MATERIAL SUPPLIED:
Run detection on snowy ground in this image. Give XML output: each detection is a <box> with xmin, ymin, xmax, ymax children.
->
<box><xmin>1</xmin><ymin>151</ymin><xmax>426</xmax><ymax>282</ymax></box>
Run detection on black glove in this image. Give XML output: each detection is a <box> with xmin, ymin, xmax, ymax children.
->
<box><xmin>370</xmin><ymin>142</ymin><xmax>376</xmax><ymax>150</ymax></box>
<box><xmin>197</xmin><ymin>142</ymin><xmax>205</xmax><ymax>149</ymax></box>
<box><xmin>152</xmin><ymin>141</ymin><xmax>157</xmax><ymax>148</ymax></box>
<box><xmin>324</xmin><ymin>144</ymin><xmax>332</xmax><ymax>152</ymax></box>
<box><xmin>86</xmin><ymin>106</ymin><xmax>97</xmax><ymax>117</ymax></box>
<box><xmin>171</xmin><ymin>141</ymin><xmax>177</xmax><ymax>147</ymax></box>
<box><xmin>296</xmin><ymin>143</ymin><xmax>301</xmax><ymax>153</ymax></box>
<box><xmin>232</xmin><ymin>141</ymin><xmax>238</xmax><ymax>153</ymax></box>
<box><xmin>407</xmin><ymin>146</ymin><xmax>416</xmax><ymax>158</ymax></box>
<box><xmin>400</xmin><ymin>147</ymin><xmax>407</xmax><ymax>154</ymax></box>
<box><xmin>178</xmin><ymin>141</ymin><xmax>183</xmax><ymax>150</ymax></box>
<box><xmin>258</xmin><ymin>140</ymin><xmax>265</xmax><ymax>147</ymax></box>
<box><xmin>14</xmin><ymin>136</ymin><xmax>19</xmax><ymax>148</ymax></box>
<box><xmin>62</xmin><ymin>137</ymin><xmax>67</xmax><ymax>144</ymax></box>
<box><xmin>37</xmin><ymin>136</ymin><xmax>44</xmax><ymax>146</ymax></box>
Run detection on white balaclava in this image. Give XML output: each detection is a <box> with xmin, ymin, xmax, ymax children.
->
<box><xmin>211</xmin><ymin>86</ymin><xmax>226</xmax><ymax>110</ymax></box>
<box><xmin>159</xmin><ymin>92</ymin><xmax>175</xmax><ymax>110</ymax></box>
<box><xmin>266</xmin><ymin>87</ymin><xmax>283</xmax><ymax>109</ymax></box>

EXERCISE BRIEF:
Type the data out again, exactly.

SOLUTION TO THE PROBLEM:
Run detection on snowy ground in this image. Give XML output: each detection is a <box> with xmin, ymin, xmax, ymax children.
->
<box><xmin>1</xmin><ymin>151</ymin><xmax>426</xmax><ymax>282</ymax></box>
Run detection on black glove in this image. Give XML output: each detection is a <box> with xmin, ymin, xmax, ymax children.
->
<box><xmin>370</xmin><ymin>142</ymin><xmax>376</xmax><ymax>150</ymax></box>
<box><xmin>197</xmin><ymin>142</ymin><xmax>205</xmax><ymax>149</ymax></box>
<box><xmin>152</xmin><ymin>141</ymin><xmax>157</xmax><ymax>148</ymax></box>
<box><xmin>324</xmin><ymin>144</ymin><xmax>332</xmax><ymax>152</ymax></box>
<box><xmin>86</xmin><ymin>106</ymin><xmax>97</xmax><ymax>117</ymax></box>
<box><xmin>171</xmin><ymin>141</ymin><xmax>177</xmax><ymax>147</ymax></box>
<box><xmin>296</xmin><ymin>143</ymin><xmax>301</xmax><ymax>153</ymax></box>
<box><xmin>232</xmin><ymin>141</ymin><xmax>238</xmax><ymax>153</ymax></box>
<box><xmin>407</xmin><ymin>146</ymin><xmax>416</xmax><ymax>158</ymax></box>
<box><xmin>400</xmin><ymin>147</ymin><xmax>407</xmax><ymax>154</ymax></box>
<box><xmin>178</xmin><ymin>141</ymin><xmax>183</xmax><ymax>150</ymax></box>
<box><xmin>258</xmin><ymin>140</ymin><xmax>265</xmax><ymax>147</ymax></box>
<box><xmin>14</xmin><ymin>136</ymin><xmax>19</xmax><ymax>148</ymax></box>
<box><xmin>62</xmin><ymin>137</ymin><xmax>67</xmax><ymax>144</ymax></box>
<box><xmin>37</xmin><ymin>136</ymin><xmax>44</xmax><ymax>146</ymax></box>
Run detection on white balaclava in this image. Give XML output: each detection is a <box> with xmin, ymin, xmax, ymax children.
->
<box><xmin>211</xmin><ymin>86</ymin><xmax>226</xmax><ymax>110</ymax></box>
<box><xmin>159</xmin><ymin>92</ymin><xmax>175</xmax><ymax>110</ymax></box>
<box><xmin>266</xmin><ymin>87</ymin><xmax>283</xmax><ymax>109</ymax></box>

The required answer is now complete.